▶ _Material provided_:
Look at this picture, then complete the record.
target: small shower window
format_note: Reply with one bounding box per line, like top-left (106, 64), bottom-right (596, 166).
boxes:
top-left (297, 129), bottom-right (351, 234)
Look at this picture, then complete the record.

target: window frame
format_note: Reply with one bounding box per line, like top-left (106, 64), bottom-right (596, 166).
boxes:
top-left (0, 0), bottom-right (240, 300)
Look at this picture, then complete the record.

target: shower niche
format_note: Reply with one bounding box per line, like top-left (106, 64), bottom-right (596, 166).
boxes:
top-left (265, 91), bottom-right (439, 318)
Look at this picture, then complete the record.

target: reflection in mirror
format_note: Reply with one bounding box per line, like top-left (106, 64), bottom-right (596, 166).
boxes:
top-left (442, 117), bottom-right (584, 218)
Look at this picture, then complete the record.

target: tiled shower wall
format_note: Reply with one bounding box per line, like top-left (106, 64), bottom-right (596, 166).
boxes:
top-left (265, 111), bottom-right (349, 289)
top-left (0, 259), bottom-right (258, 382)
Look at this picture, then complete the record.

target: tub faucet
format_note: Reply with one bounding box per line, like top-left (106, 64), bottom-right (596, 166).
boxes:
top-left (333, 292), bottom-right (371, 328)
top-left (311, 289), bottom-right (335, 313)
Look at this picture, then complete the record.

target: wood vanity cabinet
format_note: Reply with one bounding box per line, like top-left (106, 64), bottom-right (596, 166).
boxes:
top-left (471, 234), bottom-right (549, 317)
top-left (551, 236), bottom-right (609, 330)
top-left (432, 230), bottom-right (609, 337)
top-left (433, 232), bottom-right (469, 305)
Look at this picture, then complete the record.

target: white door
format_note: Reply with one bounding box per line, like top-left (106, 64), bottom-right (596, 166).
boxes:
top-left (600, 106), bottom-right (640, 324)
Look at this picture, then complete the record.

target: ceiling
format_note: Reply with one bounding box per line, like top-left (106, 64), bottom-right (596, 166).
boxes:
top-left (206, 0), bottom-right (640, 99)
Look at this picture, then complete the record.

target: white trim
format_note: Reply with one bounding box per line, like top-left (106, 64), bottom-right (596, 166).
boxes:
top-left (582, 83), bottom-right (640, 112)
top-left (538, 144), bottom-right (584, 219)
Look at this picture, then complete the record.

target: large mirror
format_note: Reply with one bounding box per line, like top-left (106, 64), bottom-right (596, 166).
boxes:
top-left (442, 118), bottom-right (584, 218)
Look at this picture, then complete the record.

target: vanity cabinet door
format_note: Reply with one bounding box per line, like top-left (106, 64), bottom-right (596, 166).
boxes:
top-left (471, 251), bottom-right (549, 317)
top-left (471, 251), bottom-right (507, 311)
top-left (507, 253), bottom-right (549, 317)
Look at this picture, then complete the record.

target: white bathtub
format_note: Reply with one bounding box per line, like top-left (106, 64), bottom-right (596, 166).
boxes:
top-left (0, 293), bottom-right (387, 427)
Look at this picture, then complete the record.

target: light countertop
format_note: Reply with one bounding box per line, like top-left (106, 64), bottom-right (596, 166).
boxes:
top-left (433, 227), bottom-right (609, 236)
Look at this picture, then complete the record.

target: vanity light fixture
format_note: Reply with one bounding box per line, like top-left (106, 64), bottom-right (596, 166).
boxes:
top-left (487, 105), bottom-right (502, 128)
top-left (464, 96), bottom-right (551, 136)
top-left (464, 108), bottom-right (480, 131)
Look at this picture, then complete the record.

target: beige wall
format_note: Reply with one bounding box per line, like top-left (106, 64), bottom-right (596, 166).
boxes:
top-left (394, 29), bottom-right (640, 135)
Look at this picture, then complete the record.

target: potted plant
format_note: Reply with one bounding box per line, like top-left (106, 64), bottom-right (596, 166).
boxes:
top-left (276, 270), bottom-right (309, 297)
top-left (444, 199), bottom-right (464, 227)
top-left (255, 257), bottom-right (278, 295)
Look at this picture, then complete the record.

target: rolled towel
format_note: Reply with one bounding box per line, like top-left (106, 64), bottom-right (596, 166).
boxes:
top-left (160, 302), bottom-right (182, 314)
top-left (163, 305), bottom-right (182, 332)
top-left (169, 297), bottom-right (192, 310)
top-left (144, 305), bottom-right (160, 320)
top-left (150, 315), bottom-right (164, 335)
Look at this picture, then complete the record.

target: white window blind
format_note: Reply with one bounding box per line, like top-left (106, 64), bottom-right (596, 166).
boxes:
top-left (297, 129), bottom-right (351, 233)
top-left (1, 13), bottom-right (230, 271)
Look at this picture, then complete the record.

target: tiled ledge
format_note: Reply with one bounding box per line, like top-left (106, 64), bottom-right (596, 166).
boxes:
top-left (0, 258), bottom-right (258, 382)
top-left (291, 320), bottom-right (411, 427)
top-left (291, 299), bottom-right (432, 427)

▶ _Your objective_: Rewrite all the items above, putting "Respond" in place of every "Reply" and keeping everything else the same.

▶ _Solution to this exercise_:
Look at this picture, then complete the record.
target: small shower window
format_note: Respond with one bounding box per line, like top-left (106, 64), bottom-right (596, 166).
boxes:
top-left (297, 129), bottom-right (351, 234)
Look at this picture, then complete the record.

target: window frame
format_note: Respond with one bounding box per line, like top-left (106, 64), bottom-right (596, 166).
boxes:
top-left (0, 0), bottom-right (240, 300)
Look at this picture, then complete the record.

target: shower niche
format_note: Respond with one bounding box per line, like top-left (106, 64), bottom-right (596, 166).
boxes:
top-left (265, 91), bottom-right (439, 318)
Look at this picture, then complete the record.

target: reflection in mirror
format_note: Respond with one bounding box per line, like top-left (106, 64), bottom-right (596, 166).
boxes:
top-left (442, 117), bottom-right (584, 218)
Look at this picture, then complete the record.

target: tiled shower wall
format_note: Respond with one bounding box per line, like top-left (106, 64), bottom-right (596, 166).
boxes:
top-left (265, 111), bottom-right (349, 289)
top-left (0, 259), bottom-right (258, 382)
Look at this picture, then complete the record.

target: tub faucet
format_note: Respond with one bounding box per line, like top-left (106, 64), bottom-right (596, 166).
boxes:
top-left (333, 292), bottom-right (371, 328)
top-left (311, 289), bottom-right (335, 313)
Look at this picture, then complete the record.

target: wood vanity cabinet
format_note: Respond with one bounding box per line, like top-left (106, 64), bottom-right (596, 166).
boxes:
top-left (471, 234), bottom-right (549, 317)
top-left (551, 236), bottom-right (609, 330)
top-left (432, 230), bottom-right (609, 337)
top-left (433, 232), bottom-right (469, 305)
Look at this picture, then complete the record.

target: white door
format_note: Respond with one bounding box per line, like top-left (106, 64), bottom-right (596, 166).
boxes:
top-left (600, 106), bottom-right (640, 324)
Look at this picture, then complete the record.

target: ceiling
format_note: Respond with one bounding box per line, like top-left (106, 64), bottom-right (596, 166).
boxes:
top-left (206, 0), bottom-right (640, 99)
Look at this picture, then complete the record.

target: white trim
format_note: Respond with one bounding box per line, like top-left (106, 64), bottom-right (596, 166).
boxes:
top-left (582, 83), bottom-right (640, 112)
top-left (538, 144), bottom-right (584, 219)
Look at this picture, then complete the record.

target: large mirror
format_note: Respond with one bounding box per line, like top-left (106, 64), bottom-right (596, 166).
boxes:
top-left (442, 118), bottom-right (584, 218)
Look at this picture, then complete the record.

target: vanity cabinet door
format_note: Respond with one bounding box per line, like top-left (106, 64), bottom-right (596, 166).
boxes:
top-left (471, 251), bottom-right (549, 317)
top-left (471, 251), bottom-right (507, 311)
top-left (507, 253), bottom-right (549, 317)
Look at this picture, then complete the record.

target: white bathtub
format_note: Respond with one bounding box per line, like top-left (106, 64), bottom-right (596, 166).
boxes:
top-left (0, 293), bottom-right (387, 427)
Look at this picture, then complete the record.

target: light countertop
format_note: Respond with one bounding box per line, like top-left (106, 64), bottom-right (596, 166).
boxes:
top-left (433, 227), bottom-right (609, 236)
Look at this picture, then complete the record.

target: vanity light fixture
format_note: Respond with one bounding box per line, like top-left (106, 64), bottom-right (596, 166).
boxes:
top-left (487, 105), bottom-right (502, 128)
top-left (464, 96), bottom-right (551, 136)
top-left (464, 108), bottom-right (480, 131)
Look at this picture, then complete the record.

target: beige wall
format_note: Respond with one bounding box per line, like top-left (106, 64), bottom-right (596, 166).
boxes:
top-left (394, 29), bottom-right (640, 135)
Look at this picture, then complete the record.

target: potted plant
format_note: Respond with one bounding box per line, like top-left (106, 64), bottom-right (596, 166).
boxes:
top-left (276, 270), bottom-right (309, 297)
top-left (444, 199), bottom-right (464, 227)
top-left (255, 257), bottom-right (278, 295)
Look at this picture, then complete the record.

target: rolled towel
format_note: Respond with one bounding box per line, like top-left (106, 64), bottom-right (596, 166).
boxes:
top-left (160, 302), bottom-right (182, 314)
top-left (163, 305), bottom-right (182, 332)
top-left (169, 297), bottom-right (192, 310)
top-left (144, 305), bottom-right (160, 320)
top-left (150, 315), bottom-right (164, 335)
Look at this picture, then complete the record.

target: white window blind
format_note: Respond with one bounding box per line, like top-left (106, 64), bottom-right (596, 166).
boxes:
top-left (297, 129), bottom-right (351, 233)
top-left (1, 13), bottom-right (230, 271)
Look at this picture, then complete the record.

target: tiled ledge
format_note: Respond with one bounding box per line, like top-left (106, 64), bottom-right (596, 166).
boxes:
top-left (0, 258), bottom-right (258, 382)
top-left (291, 320), bottom-right (411, 427)
top-left (291, 299), bottom-right (432, 427)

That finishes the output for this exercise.